RECORDS TO PROCESS:
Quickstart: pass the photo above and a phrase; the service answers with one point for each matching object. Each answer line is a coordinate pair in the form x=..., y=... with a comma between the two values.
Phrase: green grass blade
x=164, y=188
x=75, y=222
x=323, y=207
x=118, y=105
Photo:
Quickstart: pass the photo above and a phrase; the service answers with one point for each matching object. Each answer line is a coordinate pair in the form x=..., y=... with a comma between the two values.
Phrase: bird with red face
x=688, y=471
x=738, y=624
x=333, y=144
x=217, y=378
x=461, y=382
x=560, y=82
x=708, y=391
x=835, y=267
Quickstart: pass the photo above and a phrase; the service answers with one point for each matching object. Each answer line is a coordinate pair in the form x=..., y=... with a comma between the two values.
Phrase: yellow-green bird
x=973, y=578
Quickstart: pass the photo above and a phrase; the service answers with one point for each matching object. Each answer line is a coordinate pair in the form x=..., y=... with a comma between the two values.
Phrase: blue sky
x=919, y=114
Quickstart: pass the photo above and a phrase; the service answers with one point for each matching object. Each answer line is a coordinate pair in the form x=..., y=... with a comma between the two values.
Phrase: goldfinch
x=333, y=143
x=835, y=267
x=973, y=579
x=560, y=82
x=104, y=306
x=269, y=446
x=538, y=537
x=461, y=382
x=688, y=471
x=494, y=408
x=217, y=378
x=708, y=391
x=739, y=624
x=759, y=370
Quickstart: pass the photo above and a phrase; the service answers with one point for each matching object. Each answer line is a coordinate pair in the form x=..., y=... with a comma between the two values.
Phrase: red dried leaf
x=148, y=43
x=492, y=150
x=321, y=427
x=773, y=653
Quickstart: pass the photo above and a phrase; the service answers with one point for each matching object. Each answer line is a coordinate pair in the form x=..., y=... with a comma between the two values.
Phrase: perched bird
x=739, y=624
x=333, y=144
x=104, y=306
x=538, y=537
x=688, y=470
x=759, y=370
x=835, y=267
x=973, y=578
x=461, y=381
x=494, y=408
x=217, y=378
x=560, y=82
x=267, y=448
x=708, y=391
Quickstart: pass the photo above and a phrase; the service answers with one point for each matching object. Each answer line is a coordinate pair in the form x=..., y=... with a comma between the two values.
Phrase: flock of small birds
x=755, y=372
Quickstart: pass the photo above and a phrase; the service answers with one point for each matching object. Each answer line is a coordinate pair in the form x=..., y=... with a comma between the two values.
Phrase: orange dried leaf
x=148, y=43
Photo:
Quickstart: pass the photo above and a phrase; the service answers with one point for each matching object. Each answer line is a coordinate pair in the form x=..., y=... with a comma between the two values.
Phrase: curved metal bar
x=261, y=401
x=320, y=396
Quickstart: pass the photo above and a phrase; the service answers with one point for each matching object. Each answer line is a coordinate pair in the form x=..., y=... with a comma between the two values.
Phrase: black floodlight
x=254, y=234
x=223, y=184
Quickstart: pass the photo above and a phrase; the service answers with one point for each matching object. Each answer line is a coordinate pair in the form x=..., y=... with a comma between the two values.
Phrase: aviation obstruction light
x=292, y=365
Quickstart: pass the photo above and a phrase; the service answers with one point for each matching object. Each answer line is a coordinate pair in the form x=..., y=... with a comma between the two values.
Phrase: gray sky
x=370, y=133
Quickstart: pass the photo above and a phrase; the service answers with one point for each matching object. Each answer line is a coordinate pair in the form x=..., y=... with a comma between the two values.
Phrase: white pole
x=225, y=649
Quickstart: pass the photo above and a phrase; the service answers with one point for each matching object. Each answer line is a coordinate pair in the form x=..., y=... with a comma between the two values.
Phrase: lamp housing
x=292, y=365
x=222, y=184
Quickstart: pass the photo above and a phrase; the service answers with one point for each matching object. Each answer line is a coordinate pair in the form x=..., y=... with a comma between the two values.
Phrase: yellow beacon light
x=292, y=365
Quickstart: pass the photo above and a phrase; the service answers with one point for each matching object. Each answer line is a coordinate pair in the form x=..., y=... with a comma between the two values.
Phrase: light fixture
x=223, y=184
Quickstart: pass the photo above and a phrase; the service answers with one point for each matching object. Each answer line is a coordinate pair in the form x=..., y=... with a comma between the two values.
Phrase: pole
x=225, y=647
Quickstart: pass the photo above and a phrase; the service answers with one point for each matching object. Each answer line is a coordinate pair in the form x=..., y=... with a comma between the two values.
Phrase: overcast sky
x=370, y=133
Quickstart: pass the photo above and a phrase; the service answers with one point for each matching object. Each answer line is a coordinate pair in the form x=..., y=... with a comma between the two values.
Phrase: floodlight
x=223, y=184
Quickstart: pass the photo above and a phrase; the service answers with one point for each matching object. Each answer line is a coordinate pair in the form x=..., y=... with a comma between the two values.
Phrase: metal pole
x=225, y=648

...

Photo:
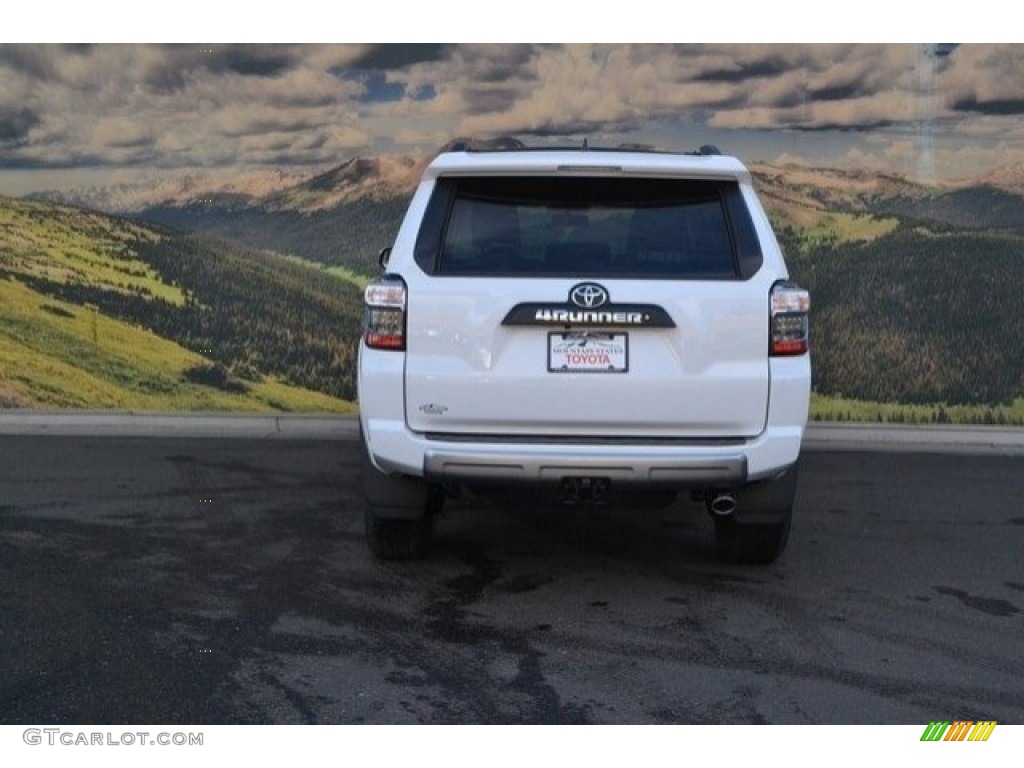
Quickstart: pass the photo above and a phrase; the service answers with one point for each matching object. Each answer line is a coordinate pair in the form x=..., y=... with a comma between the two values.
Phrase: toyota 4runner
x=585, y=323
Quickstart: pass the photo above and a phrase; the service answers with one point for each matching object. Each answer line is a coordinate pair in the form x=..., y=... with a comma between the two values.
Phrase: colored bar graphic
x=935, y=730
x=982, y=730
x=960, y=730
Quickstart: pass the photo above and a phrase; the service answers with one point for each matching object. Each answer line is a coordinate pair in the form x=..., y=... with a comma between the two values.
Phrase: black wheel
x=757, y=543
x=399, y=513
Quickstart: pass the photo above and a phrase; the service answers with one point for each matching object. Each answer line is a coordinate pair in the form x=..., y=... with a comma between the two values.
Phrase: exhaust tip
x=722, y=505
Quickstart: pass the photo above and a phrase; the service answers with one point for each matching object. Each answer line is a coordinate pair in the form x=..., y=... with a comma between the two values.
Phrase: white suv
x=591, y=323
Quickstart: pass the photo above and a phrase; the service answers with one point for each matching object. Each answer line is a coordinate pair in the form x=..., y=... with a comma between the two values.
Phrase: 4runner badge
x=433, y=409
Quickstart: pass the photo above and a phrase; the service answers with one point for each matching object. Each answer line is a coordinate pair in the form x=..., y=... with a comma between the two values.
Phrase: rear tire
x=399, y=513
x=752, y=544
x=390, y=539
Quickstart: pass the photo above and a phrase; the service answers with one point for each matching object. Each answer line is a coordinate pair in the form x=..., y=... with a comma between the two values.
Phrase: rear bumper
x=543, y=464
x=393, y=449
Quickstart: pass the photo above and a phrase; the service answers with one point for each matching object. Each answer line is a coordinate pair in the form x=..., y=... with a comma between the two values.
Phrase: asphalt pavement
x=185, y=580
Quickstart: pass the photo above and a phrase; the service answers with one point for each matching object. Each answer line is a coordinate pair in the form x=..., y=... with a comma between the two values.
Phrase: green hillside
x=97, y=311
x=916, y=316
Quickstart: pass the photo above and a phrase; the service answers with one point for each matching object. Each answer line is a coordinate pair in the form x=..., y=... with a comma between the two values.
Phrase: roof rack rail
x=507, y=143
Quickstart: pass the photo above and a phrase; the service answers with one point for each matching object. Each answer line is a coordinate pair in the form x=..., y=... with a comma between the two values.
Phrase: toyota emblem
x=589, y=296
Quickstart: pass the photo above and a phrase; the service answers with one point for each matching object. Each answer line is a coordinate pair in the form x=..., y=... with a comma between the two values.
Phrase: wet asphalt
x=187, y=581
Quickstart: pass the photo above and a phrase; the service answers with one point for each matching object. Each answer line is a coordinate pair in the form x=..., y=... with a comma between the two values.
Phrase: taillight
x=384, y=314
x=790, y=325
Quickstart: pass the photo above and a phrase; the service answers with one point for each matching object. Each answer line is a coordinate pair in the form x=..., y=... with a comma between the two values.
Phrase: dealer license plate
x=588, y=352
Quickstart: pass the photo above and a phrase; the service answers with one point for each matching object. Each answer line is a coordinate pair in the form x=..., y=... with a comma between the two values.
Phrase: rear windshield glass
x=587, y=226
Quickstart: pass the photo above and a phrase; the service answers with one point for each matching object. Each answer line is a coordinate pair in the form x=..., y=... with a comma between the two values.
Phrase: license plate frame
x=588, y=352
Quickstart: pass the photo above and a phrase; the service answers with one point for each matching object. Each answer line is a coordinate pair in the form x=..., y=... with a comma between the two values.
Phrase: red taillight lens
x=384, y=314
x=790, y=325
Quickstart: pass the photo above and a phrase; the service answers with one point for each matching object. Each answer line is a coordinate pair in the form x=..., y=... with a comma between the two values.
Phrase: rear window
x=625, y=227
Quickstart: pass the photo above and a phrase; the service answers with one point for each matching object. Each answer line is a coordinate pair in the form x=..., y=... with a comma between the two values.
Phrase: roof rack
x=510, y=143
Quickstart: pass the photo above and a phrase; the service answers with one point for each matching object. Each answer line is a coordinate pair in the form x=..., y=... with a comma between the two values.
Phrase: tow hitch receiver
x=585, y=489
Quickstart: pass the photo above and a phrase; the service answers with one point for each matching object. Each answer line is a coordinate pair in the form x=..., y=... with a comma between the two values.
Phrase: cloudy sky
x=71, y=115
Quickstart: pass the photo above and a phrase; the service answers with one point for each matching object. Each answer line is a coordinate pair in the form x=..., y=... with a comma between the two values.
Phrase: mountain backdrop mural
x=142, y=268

DIRECTIONS:
How many lines in the listing above contain the word "rack"? Reply with the number alone.

SOLUTION TO THIS TASK:
2